> PROBLEMAS:
(1) No artigo, como o Vaticano reagiu ao noticiário sobre pedofilia envolvendo religiosos da Igreja Católica?
(2) Transforme em lista numerada as linhas das entradas, começando pela primeira delas e parando depois da linha que contém "[364,0,538,65]". Omita as linhas em branco e deixe as imagens de fora.

> TRECHO:
#####

Prezadíssim@s,
Envio aqui meu artigo de hoje na Folha de S.Paulo, para seu conhecimento.
Abraços,
Roseli
Meu artigo
http://www1.folha.uol.com.br/fsp/mundo/ft2903201002.htm
São Paulo, segunda-feira, 29 de março de 2010
OPINIÃO
De pecados e crimes
ROSELI FISCHMANN
ESPECIAL PARA A FOLHA
O noticiário sobre pedofilia, atingindo religiosos da Igreja Católica,
inclusive da alta hierarquia, traz tantos dados que chocam, que o
Vaticano publicou editorial atacando a imprensa internacional por
cumprir seu papel, qual seja, o de informar. Acostumada a tratamento
diferenciado, muitas vezes privilegiado, por parte da mídia, com
desvantagem para os demais grupos religiosos, a hierarquia católica
reage de forma hostil à impossibilidade que teve a imprensa de
postar-se como cúmplice de crimes inaceitáveis, por omissão.
É certo que as relações das religiões com os poderes terrenos são
assunto delicado e polêmico. Investidos de aura suprahumana, para os
que crêem neste ou naquele culto, com facilidade pode ocorrer de
buscarem transbordar, para o plano meramente político, o poder
espiritual que lhes é atribuído pela religião, como instituição humana.
Decorre daí a facilidade de, em nome da divindade, fazer acordos
internacionais (como a concordata com a Santa Sé a que se curvaram
políticos do Brasil), desenvolver articulações políticas e facilmente
ganhar espaço, onde outros dependem do voto e da legitimidade. O uso
do poder espiritual para obter benesses humanas é tanto mais perigoso,
quanto mais confunde argumentos que invocam caridade, para alcançar
privilégios materiais, suprimindo direitos de outros.

#####

Registros brutos:

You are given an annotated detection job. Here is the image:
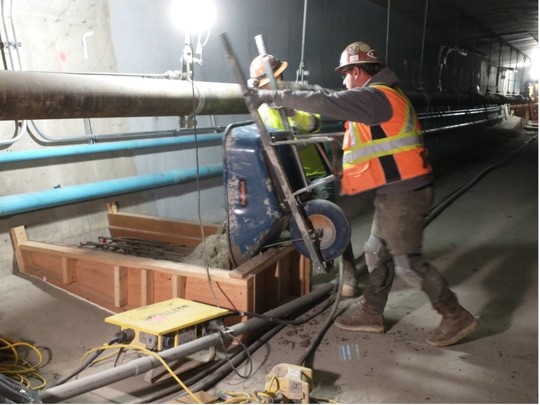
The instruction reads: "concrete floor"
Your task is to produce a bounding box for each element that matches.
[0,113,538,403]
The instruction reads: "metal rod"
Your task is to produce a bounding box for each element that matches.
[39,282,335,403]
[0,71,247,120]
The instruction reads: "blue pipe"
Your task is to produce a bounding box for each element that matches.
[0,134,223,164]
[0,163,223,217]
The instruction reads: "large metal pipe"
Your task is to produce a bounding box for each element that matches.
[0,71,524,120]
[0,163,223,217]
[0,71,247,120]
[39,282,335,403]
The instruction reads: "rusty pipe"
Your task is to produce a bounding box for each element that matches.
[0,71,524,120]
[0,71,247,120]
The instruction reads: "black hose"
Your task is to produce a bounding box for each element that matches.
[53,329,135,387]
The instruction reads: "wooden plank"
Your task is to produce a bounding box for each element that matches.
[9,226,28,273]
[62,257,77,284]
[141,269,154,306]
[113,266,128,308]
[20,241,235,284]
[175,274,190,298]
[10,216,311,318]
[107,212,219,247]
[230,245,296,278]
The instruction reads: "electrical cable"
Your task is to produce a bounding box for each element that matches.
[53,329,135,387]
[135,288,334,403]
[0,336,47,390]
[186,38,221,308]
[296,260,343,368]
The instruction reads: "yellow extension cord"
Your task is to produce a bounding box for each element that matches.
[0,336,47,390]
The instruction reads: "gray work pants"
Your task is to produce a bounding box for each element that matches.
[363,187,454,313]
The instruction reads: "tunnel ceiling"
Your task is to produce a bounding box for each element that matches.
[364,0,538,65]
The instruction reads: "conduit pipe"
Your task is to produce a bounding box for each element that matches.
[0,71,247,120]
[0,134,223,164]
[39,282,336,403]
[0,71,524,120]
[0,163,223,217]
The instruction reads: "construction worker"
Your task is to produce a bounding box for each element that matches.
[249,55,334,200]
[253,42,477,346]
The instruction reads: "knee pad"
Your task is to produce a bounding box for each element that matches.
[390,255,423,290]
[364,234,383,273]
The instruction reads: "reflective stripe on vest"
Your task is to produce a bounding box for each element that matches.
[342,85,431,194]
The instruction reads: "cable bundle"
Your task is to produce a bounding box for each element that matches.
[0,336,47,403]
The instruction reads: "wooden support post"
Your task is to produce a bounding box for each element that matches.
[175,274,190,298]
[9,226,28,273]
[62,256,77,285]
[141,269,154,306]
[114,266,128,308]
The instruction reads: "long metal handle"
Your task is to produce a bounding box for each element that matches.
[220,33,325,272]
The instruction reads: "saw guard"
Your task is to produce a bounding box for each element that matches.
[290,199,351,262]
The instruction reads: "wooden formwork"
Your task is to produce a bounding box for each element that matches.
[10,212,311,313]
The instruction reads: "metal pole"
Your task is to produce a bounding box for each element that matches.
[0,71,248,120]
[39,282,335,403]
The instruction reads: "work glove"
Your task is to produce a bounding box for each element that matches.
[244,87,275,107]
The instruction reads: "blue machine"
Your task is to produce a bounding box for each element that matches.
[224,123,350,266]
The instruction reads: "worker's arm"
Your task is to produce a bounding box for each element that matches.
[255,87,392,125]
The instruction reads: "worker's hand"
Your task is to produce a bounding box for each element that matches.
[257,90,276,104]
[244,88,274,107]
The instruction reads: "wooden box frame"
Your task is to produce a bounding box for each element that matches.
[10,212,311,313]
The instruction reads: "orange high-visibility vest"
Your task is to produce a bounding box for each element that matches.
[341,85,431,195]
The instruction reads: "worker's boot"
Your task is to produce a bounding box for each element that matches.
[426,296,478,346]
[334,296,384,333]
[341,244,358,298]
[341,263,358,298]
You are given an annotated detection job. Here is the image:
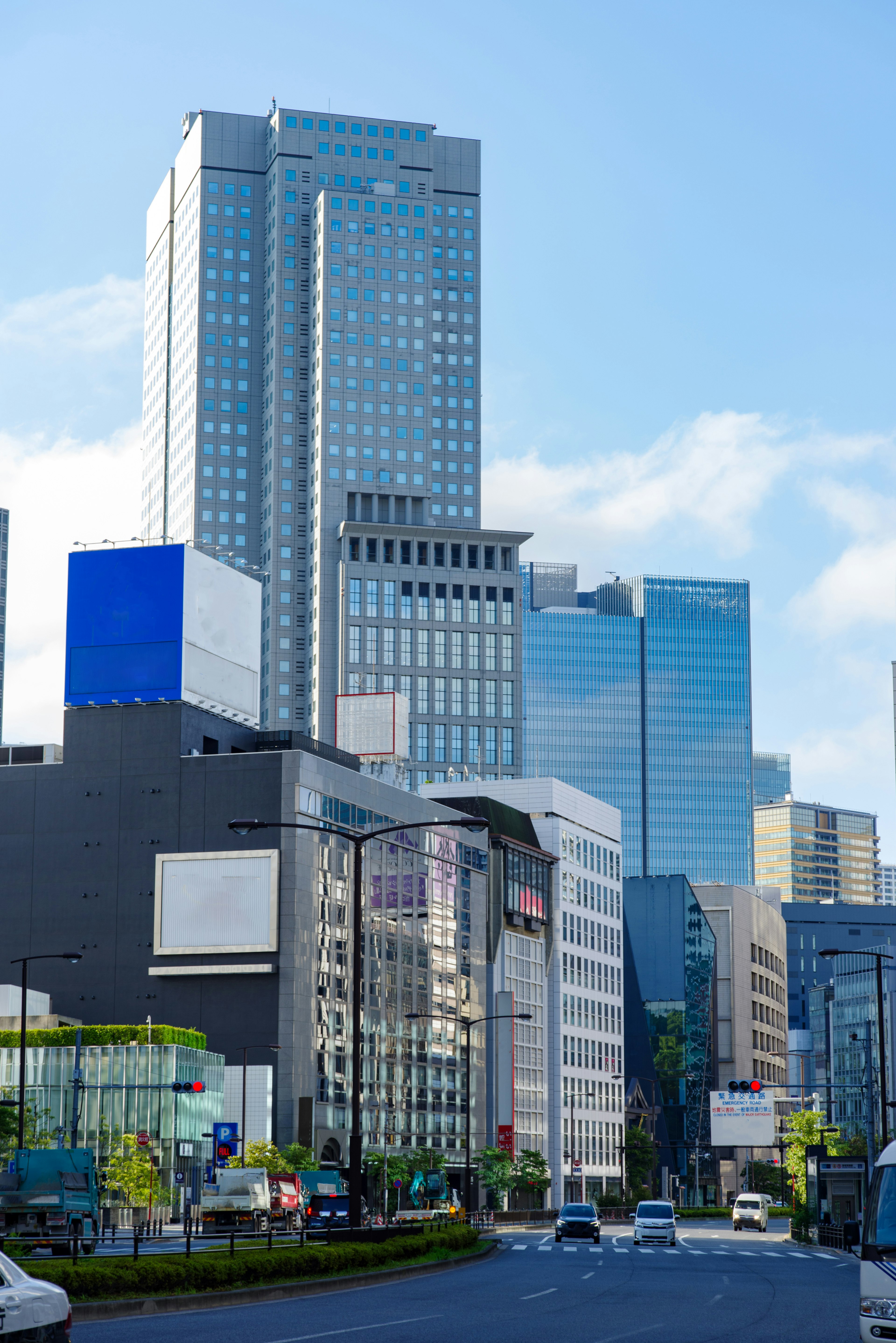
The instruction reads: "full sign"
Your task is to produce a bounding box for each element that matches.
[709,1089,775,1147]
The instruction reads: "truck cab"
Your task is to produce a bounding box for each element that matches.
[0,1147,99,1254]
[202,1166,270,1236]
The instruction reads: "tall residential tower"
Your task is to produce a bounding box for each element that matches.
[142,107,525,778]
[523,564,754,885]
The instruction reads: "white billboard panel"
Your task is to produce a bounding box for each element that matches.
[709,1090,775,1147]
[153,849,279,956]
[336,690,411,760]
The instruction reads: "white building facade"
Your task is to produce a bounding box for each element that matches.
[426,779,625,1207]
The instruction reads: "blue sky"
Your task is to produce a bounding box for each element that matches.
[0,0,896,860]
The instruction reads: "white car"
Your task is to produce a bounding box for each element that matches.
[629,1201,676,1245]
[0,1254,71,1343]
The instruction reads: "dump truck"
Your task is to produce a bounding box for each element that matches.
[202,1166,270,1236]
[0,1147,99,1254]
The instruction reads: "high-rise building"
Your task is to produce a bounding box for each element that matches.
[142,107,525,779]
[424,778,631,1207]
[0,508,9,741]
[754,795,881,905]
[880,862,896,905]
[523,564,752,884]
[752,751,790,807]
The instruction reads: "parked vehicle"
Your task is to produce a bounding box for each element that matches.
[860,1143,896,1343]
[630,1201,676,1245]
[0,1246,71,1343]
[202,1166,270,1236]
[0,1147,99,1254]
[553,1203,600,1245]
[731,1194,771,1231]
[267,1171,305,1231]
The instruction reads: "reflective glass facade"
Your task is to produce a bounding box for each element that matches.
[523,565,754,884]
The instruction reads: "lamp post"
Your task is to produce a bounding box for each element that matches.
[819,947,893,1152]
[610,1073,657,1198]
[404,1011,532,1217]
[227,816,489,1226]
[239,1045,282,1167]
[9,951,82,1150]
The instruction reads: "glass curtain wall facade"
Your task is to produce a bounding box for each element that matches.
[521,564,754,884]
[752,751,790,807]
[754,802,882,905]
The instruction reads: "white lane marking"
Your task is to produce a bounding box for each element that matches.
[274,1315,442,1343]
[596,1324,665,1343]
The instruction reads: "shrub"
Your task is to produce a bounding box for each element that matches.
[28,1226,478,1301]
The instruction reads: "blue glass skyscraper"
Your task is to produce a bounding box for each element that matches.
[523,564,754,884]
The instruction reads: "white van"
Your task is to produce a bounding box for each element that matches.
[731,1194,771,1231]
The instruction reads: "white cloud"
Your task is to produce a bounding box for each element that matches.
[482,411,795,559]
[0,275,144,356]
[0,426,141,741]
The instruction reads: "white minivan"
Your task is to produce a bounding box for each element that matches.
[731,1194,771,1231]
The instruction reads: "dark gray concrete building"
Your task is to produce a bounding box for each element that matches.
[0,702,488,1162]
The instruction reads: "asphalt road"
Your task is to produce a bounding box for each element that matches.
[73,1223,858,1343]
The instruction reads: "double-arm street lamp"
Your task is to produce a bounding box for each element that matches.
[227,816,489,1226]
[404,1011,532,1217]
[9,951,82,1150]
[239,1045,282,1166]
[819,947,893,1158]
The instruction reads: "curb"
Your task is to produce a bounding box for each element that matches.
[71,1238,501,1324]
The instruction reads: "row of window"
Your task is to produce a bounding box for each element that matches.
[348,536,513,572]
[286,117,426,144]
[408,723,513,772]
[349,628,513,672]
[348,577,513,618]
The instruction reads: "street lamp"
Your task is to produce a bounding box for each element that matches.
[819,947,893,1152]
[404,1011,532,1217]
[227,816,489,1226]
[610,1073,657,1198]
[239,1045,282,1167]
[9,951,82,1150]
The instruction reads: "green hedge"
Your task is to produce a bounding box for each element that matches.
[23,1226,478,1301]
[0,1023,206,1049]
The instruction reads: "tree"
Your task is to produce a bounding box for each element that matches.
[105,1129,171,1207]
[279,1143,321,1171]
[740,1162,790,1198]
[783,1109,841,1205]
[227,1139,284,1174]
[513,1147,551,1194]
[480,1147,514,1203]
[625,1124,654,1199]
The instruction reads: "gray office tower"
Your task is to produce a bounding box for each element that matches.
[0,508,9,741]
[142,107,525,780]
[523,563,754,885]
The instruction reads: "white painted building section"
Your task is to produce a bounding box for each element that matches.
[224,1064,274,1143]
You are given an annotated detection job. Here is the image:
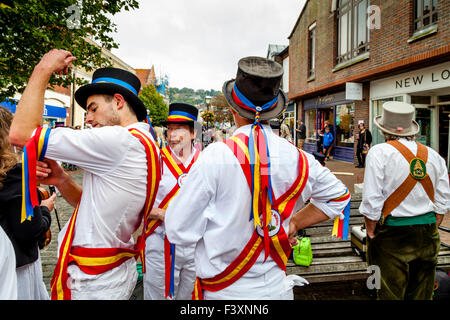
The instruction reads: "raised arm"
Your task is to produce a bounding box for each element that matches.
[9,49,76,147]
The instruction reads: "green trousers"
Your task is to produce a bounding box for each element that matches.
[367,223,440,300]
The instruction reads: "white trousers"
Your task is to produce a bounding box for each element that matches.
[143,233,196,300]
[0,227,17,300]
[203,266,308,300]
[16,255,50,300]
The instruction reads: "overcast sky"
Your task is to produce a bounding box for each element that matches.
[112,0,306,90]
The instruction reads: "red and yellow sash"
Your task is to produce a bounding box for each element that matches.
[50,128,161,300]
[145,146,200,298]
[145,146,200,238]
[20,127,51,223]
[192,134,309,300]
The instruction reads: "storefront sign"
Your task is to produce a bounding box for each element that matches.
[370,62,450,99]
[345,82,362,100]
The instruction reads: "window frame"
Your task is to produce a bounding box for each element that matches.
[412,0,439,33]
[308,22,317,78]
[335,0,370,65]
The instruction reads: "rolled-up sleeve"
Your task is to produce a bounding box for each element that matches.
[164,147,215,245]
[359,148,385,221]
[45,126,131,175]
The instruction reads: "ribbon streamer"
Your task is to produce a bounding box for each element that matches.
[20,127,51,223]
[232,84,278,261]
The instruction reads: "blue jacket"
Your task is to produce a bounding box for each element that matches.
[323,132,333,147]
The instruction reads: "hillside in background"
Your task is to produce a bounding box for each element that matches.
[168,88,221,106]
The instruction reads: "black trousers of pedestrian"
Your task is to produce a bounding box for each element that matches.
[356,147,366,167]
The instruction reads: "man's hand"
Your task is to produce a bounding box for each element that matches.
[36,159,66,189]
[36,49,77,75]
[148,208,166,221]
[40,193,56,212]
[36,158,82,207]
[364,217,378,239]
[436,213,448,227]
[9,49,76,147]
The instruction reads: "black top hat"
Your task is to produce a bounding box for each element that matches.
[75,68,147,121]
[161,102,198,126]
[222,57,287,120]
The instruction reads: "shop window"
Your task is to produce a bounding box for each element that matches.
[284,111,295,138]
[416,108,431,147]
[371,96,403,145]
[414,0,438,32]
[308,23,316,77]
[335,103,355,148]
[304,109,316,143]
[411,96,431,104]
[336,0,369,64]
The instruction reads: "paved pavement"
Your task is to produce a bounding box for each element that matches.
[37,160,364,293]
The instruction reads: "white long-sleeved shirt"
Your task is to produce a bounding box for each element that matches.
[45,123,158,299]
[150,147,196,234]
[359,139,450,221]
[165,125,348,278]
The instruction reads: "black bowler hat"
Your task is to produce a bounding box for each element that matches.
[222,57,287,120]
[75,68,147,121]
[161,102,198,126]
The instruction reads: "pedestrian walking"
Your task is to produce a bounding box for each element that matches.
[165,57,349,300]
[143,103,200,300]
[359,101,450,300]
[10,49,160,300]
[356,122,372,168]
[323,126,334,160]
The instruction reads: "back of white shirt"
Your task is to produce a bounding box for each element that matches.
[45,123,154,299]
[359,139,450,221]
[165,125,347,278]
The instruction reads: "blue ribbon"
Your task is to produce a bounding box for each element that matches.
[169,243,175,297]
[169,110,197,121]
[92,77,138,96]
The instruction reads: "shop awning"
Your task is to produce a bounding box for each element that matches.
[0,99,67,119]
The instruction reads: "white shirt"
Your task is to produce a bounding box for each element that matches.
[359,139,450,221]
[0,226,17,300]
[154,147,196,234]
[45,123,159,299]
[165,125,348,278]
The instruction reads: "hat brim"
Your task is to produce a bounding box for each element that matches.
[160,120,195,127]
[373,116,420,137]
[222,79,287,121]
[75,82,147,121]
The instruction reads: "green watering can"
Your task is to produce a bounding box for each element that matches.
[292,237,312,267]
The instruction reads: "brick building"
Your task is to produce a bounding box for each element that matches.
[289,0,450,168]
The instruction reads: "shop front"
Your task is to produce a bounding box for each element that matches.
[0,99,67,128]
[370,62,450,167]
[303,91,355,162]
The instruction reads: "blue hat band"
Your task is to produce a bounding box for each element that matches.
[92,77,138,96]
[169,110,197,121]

#####

> RESULTADOS:
(1) Publicou um editorial atacando a imprensa internacional por cumprir seu papel de informar.

(2)
1. You are given an annotated detection job. Here is the image:
2. The instruction reads: "concrete floor"
3. Your task is to produce a bounding box for each element that matches.
4. [0,113,538,403]
5. The instruction reads: "metal rod"
6. Your task is to produce a bounding box for each element that matches.
7. [39,282,335,403]
8. [0,71,247,120]
9. The instruction reads: "blue pipe"
10. Your task is to produce a bounding box for each element that matches.
11. [0,134,223,164]
12. [0,163,223,217]
13. The instruction reads: "large metal pipe"
14. Your task is to produce a bounding box for each element that matches.
15. [0,71,524,120]
16. [0,163,223,217]
17. [0,71,247,120]
18. [39,282,335,403]
19. The instruction reads: "rusty pipe"
20. Your task is to produce a bounding box for each element that matches.
21. [0,71,524,120]
22. [0,71,247,120]
23. The instruction reads: "black hose"
24. Your task is to produce a bounding box for each element that matches.
25. [53,329,135,387]
26. The instruction reads: "wooden plank"
27. Your task is to produce a bounding box for each element that matches.
28. [9,226,28,273]
29. [62,257,77,284]
30. [141,269,154,306]
31. [113,266,128,308]
32. [20,241,235,284]
33. [175,274,190,298]
34. [10,216,311,318]
35. [107,212,219,247]
36. [230,245,296,278]
37. The instruction reads: "electrical cable"
38. Your task is to produce a bounding box for each element that matches.
39. [53,329,135,387]
40. [135,288,334,403]
41. [0,336,47,390]
42. [186,38,221,308]
43. [296,260,343,368]
44. The instruction reads: "yellow extension cord"
45. Your task is to produce a bounding box for each element that matches.
46. [0,336,47,390]
47. The instruction reads: "gray work pants"
48. Your task is to produce a bounding box for each element that matches.
49. [363,187,454,313]
50. The instruction reads: "tunnel ceiling"
51. Your task is to produce a bounding box for each element that matches.
52. [364,0,538,65]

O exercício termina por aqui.